**Task prompt**
Can you rescale everything from "Provide one marker per instance of the field" down to "x=123, y=144" in the entries below, both of those lines included? Write out each of those lines again in order, multiply every x and y coordinate value by 1.5, round to whole numbers with halves going up, and leave all other wording unchanged.

**Listing**
====

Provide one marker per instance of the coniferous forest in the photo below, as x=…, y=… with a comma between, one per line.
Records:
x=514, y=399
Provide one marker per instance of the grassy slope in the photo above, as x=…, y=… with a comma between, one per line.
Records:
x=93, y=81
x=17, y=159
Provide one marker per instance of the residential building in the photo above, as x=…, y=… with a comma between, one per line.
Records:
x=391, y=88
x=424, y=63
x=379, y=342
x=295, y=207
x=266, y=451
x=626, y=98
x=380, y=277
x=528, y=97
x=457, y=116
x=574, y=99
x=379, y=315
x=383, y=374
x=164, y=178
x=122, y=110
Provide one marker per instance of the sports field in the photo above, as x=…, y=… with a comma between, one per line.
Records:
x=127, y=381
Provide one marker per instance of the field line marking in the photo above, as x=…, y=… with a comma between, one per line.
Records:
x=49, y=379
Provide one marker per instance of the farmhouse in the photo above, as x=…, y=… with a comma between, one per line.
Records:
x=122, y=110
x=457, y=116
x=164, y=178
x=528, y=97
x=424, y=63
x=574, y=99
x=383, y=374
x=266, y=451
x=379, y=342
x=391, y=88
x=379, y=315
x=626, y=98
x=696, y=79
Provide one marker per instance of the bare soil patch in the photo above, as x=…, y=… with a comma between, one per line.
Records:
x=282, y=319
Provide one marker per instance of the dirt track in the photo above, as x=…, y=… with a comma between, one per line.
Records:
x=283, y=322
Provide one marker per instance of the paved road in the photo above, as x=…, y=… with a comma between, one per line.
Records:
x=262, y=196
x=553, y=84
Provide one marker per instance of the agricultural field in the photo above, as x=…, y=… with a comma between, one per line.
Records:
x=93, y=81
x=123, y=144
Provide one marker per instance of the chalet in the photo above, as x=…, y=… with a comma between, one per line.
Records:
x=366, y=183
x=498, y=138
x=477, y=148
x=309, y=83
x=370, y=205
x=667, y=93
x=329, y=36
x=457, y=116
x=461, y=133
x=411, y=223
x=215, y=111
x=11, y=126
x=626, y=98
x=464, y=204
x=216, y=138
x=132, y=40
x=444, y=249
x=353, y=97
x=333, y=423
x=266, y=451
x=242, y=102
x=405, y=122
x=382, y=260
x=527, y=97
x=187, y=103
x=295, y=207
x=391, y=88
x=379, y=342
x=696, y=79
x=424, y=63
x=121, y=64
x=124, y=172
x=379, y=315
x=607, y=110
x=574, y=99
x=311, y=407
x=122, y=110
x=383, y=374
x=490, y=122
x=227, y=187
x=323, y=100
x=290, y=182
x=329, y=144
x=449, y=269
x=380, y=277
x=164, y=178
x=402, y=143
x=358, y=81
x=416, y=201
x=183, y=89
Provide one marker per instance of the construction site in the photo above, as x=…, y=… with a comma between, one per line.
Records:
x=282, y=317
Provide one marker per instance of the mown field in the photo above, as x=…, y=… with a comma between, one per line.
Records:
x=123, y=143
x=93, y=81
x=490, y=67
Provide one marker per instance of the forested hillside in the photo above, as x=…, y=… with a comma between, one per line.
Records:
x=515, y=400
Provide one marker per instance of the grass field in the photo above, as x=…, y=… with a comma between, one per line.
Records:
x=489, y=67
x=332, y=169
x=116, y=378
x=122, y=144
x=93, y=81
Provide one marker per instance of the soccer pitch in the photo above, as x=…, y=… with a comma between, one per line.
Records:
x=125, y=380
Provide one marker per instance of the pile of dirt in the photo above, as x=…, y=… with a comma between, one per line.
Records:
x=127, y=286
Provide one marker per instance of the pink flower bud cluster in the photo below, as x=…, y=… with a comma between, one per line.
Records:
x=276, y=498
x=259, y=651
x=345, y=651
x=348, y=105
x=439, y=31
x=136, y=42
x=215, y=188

====

**Written solution**
Provide one marker per instance of the field line marking in the photo above, as x=…, y=… with a comma between, one per line.
Records:
x=74, y=569
Provide one marker per instance of the farmhouse in the photo above, as x=…, y=… with a comma between, one per line.
Records:
x=183, y=165
x=686, y=174
x=246, y=267
x=792, y=146
x=636, y=95
x=861, y=149
x=575, y=561
x=399, y=677
x=569, y=513
x=587, y=132
x=569, y=473
x=939, y=147
x=1044, y=119
Provide one marker per instance of the bare soil patch in the photo above, as x=…, y=… with a comma between, one per line.
Records:
x=423, y=479
Provide one marker per instance of the dirt track in the photo above, as x=…, y=… with a comma between, one per line.
Records:
x=425, y=483
Provide one marker per instance of the paved road in the photo above, as x=…, y=… with a comma between, one per line.
Records:
x=393, y=294
x=830, y=126
Provide one marker per instance of the agricultural field in the photo above, as x=…, y=… with a comma between, one per line.
Records:
x=140, y=122
x=185, y=216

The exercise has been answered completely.